• [Description of the task]: Count the lines in the items below that contain the string "wall", and reply with only that number.

• [Working data]:
• • • • •
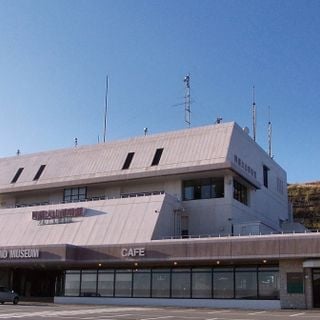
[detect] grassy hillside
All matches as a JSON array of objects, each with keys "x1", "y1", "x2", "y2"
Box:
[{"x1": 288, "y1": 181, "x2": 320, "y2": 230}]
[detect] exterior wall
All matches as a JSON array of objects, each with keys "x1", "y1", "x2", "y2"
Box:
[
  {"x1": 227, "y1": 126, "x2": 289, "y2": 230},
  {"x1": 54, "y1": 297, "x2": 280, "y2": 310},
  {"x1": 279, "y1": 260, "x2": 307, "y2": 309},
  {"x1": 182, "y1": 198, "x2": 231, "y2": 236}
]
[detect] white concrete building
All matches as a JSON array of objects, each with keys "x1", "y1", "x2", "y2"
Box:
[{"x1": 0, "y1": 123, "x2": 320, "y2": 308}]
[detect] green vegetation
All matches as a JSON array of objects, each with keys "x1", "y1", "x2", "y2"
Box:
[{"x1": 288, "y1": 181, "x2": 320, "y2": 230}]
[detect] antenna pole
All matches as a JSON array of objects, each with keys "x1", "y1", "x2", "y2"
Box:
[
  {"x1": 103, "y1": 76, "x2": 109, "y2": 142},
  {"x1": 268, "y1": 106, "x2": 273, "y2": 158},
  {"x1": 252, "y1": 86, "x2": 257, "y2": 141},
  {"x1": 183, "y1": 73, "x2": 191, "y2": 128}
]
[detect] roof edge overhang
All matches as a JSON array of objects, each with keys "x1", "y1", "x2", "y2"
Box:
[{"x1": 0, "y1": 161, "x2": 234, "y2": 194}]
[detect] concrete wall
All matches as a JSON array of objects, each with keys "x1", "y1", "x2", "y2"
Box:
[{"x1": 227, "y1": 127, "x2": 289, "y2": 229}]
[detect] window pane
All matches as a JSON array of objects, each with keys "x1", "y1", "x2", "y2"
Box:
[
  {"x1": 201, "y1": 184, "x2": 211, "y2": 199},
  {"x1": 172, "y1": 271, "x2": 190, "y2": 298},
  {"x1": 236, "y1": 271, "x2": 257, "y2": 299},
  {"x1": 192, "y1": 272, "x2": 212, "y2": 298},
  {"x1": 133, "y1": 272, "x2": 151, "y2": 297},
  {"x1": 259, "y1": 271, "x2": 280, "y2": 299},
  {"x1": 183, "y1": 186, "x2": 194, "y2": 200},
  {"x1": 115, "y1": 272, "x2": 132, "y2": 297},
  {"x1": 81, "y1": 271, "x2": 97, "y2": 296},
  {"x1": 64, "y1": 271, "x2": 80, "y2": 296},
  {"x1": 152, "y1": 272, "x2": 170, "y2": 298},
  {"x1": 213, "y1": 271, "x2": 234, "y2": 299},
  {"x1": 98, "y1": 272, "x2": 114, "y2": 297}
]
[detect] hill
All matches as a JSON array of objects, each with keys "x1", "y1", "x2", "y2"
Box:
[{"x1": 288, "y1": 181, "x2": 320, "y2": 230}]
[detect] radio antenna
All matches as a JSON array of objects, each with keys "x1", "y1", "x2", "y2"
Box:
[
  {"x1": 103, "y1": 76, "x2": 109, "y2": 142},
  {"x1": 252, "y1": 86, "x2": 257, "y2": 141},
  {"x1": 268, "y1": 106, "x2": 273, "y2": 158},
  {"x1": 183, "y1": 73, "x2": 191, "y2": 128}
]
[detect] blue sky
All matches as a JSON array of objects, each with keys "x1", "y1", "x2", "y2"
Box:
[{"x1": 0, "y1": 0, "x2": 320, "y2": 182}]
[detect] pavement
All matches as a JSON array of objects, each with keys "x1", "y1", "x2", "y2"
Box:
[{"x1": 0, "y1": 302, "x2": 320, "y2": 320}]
• • • • •
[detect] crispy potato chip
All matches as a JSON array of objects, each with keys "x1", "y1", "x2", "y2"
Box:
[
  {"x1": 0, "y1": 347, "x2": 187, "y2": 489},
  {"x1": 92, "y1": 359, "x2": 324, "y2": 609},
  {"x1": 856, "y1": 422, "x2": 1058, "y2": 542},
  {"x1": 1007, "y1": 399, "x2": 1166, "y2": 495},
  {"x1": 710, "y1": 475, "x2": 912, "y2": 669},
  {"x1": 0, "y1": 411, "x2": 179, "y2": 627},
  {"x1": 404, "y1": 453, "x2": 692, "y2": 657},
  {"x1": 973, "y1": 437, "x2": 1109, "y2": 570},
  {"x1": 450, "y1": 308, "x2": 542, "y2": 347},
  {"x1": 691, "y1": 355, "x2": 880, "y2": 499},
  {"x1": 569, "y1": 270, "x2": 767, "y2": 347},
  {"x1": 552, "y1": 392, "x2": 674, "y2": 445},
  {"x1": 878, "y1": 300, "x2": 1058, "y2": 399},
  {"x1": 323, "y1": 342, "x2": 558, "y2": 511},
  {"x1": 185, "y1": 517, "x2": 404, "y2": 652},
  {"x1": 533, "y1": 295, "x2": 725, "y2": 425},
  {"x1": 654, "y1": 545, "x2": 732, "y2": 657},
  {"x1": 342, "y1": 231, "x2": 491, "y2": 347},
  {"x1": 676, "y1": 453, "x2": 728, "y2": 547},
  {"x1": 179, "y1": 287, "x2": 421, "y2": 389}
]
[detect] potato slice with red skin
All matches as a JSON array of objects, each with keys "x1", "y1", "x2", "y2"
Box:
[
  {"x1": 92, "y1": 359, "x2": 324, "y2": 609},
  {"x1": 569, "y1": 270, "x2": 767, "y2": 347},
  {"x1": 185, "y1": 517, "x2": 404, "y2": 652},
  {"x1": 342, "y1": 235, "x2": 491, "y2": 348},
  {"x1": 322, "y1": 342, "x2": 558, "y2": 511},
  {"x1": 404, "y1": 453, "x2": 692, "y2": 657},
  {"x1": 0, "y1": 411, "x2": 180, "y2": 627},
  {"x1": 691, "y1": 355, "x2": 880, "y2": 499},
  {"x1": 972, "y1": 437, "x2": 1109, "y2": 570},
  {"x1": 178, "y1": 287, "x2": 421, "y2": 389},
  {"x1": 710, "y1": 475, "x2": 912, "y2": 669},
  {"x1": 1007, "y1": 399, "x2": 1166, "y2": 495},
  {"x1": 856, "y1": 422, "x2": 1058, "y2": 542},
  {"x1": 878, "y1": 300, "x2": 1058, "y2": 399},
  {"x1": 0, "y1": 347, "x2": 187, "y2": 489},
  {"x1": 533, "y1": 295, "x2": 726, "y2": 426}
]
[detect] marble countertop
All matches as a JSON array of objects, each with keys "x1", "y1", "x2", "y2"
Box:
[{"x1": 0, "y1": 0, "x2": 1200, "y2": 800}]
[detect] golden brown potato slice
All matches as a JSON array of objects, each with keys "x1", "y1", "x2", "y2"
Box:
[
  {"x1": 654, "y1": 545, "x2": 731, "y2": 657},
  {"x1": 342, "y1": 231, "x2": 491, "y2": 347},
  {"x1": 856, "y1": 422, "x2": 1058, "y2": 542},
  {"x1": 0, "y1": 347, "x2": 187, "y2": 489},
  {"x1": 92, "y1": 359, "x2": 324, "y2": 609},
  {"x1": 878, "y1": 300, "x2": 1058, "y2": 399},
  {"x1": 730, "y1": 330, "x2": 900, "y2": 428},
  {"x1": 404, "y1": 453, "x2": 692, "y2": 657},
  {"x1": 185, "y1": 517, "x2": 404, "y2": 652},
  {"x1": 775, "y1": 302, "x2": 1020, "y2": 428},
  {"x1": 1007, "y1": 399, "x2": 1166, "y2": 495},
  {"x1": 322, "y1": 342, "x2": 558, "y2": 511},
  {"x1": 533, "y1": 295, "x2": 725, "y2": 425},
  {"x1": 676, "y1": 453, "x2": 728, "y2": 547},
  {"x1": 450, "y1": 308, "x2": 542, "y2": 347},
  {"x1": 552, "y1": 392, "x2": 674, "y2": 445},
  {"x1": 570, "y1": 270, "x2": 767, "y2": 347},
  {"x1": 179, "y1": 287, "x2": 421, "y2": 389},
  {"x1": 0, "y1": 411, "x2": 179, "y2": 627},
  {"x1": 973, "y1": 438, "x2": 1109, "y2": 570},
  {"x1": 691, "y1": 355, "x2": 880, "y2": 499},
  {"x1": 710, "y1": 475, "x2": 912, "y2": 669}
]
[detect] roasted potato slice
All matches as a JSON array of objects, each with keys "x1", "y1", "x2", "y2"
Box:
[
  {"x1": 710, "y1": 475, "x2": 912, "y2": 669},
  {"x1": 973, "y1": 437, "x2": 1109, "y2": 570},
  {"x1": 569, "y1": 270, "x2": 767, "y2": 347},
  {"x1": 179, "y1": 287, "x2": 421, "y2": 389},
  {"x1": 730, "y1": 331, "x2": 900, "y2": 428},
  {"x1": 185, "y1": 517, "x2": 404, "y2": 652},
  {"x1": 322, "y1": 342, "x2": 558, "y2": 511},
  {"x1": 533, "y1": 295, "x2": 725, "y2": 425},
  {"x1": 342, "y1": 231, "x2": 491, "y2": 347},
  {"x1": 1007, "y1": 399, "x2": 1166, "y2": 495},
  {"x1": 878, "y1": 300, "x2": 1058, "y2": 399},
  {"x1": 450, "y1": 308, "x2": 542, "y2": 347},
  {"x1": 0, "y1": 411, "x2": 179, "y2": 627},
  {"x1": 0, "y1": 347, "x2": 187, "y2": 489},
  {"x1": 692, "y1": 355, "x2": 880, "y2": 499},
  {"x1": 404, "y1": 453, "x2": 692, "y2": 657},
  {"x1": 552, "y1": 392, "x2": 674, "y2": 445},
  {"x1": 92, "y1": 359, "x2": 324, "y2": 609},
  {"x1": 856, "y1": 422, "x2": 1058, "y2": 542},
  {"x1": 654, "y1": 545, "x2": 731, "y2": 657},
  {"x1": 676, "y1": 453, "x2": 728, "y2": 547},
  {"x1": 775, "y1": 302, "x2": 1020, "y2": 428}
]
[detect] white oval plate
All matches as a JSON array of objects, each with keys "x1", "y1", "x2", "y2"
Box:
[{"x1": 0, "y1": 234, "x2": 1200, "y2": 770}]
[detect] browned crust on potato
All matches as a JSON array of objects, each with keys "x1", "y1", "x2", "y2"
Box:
• • • • •
• [Task solution]: 2